• Task statement: Rewrite the entries below from the line containing "cabinet in the photo above." through the line containing "knob in the photo above.", inclusive, and leave out every other line. Keep each request line unchanged, and multiply every coordinate in the answers by 2.1, rounding to whole numbers with halves rounded up.

• Information given:

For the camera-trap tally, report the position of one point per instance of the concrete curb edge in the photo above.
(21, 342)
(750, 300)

---

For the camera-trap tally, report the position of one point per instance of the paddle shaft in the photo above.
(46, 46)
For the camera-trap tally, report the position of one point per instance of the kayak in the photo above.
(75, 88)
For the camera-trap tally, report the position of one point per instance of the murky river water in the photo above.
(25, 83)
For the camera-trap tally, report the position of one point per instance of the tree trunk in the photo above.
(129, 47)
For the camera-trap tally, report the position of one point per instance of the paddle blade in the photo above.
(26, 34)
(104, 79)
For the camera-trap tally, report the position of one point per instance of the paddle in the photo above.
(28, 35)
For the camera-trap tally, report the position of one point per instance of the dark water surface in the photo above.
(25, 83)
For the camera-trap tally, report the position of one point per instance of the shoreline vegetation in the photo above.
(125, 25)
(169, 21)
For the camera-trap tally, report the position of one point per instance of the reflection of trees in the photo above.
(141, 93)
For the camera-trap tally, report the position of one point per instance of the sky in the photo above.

...

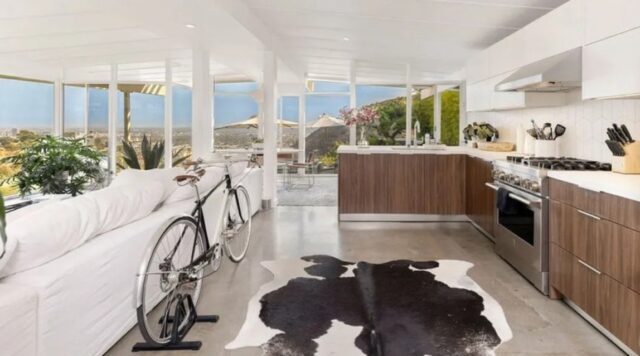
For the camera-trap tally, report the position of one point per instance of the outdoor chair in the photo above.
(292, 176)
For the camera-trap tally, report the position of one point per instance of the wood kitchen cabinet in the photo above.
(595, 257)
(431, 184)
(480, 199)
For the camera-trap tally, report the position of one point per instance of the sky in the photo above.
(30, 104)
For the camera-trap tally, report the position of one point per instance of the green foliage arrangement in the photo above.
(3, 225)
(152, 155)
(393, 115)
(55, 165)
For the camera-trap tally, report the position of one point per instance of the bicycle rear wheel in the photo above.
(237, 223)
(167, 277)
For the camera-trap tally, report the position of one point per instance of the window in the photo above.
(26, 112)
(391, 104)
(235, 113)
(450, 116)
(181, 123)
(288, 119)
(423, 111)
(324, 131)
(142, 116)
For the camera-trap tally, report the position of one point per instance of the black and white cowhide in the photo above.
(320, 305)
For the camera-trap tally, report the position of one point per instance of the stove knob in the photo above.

• Exercise solution:
For the camera-trap tally, report the position of one point per instance of the wood kitchen cabinet in the photo above.
(1250, 540)
(905, 386)
(1008, 418)
For the camera-trap tally, report the position of one point per instance of the sky in the photo above.
(63, 218)
For the camera-trap tally, report the position of one point per instance of the green foliage arrangement in the photo above.
(6, 473)
(319, 326)
(825, 242)
(116, 347)
For the camera-trap tally, report the position of one point per instance of the bicycle rear wheel in the photo above.
(498, 468)
(351, 582)
For the camera-trap tally, report the position of one point per instance of the window in the photo above.
(55, 235)
(821, 218)
(494, 237)
(945, 244)
(380, 258)
(605, 250)
(888, 233)
(680, 275)
(298, 244)
For the camera-trap tally, report the position of one point per instance of the black and white cowhide in the photo above.
(672, 641)
For the camera-trap tally, report the position of one point per instance of the stove knob in the photo above.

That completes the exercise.